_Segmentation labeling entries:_
========================================

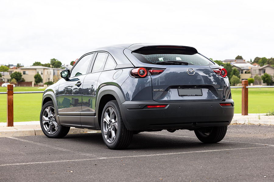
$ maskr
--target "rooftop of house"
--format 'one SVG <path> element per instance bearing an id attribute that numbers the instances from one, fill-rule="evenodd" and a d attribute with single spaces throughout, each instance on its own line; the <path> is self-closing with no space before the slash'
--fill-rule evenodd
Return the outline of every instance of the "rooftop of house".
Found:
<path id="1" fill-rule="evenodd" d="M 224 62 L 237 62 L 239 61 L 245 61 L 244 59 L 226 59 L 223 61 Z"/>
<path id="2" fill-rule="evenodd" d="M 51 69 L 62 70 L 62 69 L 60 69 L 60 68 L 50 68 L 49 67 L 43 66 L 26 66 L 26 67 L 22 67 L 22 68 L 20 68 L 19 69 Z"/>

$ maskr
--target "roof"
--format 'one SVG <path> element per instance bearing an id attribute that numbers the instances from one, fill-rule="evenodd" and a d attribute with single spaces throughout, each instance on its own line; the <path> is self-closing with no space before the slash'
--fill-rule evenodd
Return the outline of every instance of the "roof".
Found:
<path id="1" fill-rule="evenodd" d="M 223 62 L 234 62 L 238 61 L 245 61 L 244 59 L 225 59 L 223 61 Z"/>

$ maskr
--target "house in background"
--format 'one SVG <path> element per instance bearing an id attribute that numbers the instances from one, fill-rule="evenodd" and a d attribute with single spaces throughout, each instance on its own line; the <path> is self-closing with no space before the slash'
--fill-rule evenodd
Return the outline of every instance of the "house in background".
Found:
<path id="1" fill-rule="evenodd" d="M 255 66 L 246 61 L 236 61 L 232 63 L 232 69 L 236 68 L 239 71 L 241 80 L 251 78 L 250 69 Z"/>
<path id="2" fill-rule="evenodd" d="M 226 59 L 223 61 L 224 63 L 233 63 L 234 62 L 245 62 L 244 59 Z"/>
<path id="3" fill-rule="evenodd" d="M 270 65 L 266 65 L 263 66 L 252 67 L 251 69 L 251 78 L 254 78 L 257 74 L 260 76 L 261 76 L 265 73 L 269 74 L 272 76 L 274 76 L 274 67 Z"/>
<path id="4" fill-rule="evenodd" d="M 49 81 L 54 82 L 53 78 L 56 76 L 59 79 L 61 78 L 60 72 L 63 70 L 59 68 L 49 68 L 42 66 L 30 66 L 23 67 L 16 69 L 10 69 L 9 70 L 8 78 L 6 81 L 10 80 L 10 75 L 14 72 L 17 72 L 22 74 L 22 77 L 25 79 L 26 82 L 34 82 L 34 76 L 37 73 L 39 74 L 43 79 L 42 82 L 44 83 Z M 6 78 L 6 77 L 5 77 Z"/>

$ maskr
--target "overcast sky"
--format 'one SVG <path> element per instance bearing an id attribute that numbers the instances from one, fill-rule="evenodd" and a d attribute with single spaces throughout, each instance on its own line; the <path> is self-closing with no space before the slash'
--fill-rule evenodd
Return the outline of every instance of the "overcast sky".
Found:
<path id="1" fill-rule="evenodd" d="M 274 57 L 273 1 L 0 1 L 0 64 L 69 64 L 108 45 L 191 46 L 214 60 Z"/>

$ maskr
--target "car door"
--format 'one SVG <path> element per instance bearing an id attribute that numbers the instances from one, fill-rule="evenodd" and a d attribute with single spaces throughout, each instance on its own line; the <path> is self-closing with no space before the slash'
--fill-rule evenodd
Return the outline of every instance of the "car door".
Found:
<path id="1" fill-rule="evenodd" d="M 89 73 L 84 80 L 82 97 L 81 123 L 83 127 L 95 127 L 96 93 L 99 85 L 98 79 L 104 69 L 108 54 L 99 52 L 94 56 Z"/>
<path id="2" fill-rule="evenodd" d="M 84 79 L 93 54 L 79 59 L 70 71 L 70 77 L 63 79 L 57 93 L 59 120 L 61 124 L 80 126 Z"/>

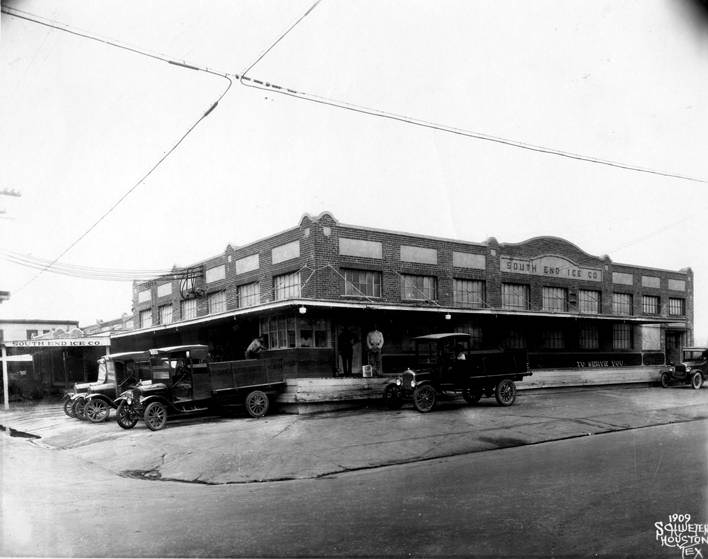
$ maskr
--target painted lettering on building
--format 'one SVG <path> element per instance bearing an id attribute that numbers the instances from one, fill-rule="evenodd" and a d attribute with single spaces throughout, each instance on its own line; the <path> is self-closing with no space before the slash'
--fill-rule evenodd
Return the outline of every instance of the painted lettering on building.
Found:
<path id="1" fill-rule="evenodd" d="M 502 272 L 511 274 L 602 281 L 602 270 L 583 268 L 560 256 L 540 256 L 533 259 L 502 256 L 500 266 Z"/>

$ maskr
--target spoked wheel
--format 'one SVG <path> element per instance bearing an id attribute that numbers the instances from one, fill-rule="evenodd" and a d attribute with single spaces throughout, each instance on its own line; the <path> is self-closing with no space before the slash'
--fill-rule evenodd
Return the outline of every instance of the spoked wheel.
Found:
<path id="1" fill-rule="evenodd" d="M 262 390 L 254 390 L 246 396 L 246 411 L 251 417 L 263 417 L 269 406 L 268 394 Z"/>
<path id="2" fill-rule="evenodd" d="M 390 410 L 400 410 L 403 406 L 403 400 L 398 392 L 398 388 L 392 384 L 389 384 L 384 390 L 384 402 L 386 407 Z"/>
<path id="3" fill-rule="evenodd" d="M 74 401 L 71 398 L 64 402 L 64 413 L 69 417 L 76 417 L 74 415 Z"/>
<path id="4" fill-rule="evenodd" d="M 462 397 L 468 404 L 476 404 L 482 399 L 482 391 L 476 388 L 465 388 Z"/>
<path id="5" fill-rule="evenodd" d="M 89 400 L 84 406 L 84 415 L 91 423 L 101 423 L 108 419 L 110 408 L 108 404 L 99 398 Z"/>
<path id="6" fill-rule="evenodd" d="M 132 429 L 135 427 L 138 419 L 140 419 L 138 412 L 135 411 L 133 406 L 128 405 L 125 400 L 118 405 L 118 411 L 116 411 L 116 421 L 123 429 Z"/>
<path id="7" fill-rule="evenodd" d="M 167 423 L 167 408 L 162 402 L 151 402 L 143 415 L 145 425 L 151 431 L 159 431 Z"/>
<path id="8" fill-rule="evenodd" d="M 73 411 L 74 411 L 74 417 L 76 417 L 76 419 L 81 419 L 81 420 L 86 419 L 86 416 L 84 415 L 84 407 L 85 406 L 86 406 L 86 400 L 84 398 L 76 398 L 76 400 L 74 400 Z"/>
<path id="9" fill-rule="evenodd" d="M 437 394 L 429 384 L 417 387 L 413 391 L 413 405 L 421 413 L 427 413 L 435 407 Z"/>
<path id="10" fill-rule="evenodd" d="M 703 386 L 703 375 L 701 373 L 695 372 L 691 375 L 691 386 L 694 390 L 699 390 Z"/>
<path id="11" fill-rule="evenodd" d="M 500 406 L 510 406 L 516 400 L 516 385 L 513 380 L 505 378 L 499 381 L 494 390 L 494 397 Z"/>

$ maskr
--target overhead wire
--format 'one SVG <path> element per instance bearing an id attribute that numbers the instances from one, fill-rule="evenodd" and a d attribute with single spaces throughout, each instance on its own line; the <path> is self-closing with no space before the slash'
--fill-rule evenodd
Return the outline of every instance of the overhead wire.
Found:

========================================

_Problem details:_
Gather every line of the listing that contains the word "background" and copy each one in full.

_Answer to the exercise:_
--target "house in background"
Return the outline of every instance of the "house in background".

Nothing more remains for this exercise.